▶ **Aim of the task**: Write out every one of the records below word for word, and leave out the pictures.
>> START Record extracts
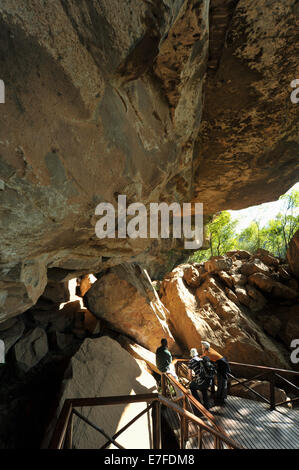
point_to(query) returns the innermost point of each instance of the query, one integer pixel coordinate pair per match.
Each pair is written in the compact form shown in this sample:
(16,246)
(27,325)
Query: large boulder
(102,368)
(11,331)
(127,300)
(259,386)
(293,255)
(30,349)
(213,314)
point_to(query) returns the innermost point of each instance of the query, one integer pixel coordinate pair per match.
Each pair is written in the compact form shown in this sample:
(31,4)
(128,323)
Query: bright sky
(263,212)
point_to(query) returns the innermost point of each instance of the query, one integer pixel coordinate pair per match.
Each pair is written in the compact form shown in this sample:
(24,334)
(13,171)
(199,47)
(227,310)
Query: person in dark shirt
(223,370)
(201,381)
(163,356)
(164,362)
>> END Record extracts
▶ **Solution**:
point_to(query) returns the innermost point of each instance of the query, one integer pixel coordinate pair per match.
Each pair is written in the compact form shown in this sample:
(16,246)
(27,325)
Query: large boulder
(102,368)
(11,331)
(127,300)
(259,386)
(293,255)
(30,349)
(213,314)
point_to(query) returns the innermost point of each instance of the query, one integer pixel coordinate pair per match.
Each pair is written in the compact form shown in this sample:
(31,4)
(128,323)
Query: bright sky
(263,212)
point_to(query) returns the innermost point of each instance of the query, one integer pixel coordinate pair per match.
Each pair is written in the compact form shown in this sample:
(24,334)
(13,171)
(199,47)
(227,310)
Query: person in dark shirt
(223,370)
(201,381)
(163,356)
(164,362)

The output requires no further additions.